- WORK TASK 1:
Retype the part of the text on 2022 business trends starting at "- Is the new" and ending at "groups be defined?".
- WORK TASK 2:
In the text on 2022 business trends, what three options are listed for where employees will work?
- WORK TASK 3:
Carry on the text on 2022 business trends from the point where it stops.

- GIVEN TEXT:
+-------+

It’s impossible to predict the future with 100 percent accuracy. But as we round the corner into 2022, we can certainly make some educated guesses, based on recent business trends, about what will be important this year.
First, there’s the issue of work arrangements. When the pandemic started, most companies adopted remote or hybrid models as much as they were able to. Since COVID-19 vaccines became widely available last spring, though, many organizations have begun transitioning their people back to the office. As more companies ask (or require) employees to return to “business as usual” (and as many employees push back against that expectation) each organization needs to figure out how it wants to answer certain key staffing questions, including (but not limited to) the following:
- Will employees be in person, remote, or hybrid?
- Is the new policy mandatory or optional? (Will employees have any choices?)
- Does the policy apply to all employees or only to some groups? And if it’s the latter, how will those groups be defined?
As you can see, there are many possible permutations here — which means companies will find it very difficult to please everyone. Obviously, each organization will have to figure out what works best for its employees and its business goals. Whatever choice is made, though, the guidelines need to be defined and communicated clearly and carefully.

+-------+

[Referring expression pointing data]
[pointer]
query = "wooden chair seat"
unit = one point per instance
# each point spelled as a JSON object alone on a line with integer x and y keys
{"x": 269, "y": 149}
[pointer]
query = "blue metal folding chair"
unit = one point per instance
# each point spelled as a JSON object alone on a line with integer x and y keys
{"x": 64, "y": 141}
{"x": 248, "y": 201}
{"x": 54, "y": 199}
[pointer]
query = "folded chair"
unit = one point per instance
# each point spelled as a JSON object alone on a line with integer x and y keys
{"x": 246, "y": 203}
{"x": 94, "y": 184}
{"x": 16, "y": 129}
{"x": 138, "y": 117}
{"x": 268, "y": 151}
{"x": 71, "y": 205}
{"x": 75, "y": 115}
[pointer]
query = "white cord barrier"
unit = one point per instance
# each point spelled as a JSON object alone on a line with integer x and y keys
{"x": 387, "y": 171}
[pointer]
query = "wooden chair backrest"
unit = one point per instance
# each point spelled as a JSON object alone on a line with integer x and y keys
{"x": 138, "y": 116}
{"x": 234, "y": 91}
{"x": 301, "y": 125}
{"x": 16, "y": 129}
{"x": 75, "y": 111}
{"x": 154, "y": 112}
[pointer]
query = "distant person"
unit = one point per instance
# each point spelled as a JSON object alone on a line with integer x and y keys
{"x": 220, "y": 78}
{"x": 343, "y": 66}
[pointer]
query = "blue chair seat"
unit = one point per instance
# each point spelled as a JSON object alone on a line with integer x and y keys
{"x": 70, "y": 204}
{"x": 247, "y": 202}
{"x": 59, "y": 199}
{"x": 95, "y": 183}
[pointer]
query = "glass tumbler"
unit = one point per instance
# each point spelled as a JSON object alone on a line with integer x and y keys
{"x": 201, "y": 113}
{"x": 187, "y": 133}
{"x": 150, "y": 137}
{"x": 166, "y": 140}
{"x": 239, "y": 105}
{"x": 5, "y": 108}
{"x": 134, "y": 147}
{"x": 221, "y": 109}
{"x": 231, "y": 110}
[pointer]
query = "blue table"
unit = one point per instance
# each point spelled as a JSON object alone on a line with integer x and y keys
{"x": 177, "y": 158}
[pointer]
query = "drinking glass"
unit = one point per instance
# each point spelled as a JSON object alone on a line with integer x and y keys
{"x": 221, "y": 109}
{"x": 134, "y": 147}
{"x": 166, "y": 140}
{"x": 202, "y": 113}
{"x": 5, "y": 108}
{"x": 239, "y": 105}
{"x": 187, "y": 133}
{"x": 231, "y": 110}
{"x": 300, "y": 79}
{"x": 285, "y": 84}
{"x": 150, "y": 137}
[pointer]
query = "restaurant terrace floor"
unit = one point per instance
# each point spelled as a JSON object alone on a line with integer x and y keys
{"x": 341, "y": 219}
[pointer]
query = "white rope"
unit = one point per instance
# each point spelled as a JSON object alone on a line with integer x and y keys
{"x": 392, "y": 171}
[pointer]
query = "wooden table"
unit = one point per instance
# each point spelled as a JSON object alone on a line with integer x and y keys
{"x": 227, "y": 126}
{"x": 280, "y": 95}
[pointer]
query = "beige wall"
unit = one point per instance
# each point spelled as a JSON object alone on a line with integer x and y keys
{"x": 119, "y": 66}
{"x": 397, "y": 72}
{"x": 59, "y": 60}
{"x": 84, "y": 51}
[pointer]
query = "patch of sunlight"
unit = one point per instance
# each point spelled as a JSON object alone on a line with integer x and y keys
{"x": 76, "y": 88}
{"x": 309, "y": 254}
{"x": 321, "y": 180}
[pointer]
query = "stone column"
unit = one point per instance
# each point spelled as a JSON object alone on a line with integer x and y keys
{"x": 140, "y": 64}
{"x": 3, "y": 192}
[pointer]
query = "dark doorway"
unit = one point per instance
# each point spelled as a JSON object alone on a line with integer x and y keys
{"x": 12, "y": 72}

+-------+

- OUTPUT 1:
- Is the new policy mandatory or optional? (Will employees have any choices?)
- Does the policy apply to all employees or only to some groups? And if it’s the latter, how will those groups be defined?

- OUTPUT 2:
In person, remote, or hybrid.

- OUTPUT 3:
At the same time, companies will likely need to increase salaries and benefits in 2022. During the past few years, organizations have struggled to find and retain top talent. With the years-long “war for talent” colliding with the “great resignation” that began during the pandemic, companies will have to work harder than ever to get the people they need. In 2022, those efforts must include improving salaries and benefits if companies want to attract and keep good employees.
Lastly, companies will also need to meet employees’ increasing expectations that companies make conscious efforts to address discrimination, prejudice, and inequality in the workplace. Nationwide headlines over the past couple of years have sparked conversations about disparities in the treatment of people based on their ethnicity, gender, sexual identity, sexual orientation, class, and other identities. Amid this increasing awareness, many organizations are implementing diversity, equity, and inclusion (DEI) initiatives to examine these issues in their own workplaces. I don’t expect that these initiatives will solve all problems in 2022, but I think they’re a good start toward achieving workplaces that are friendly to all employees.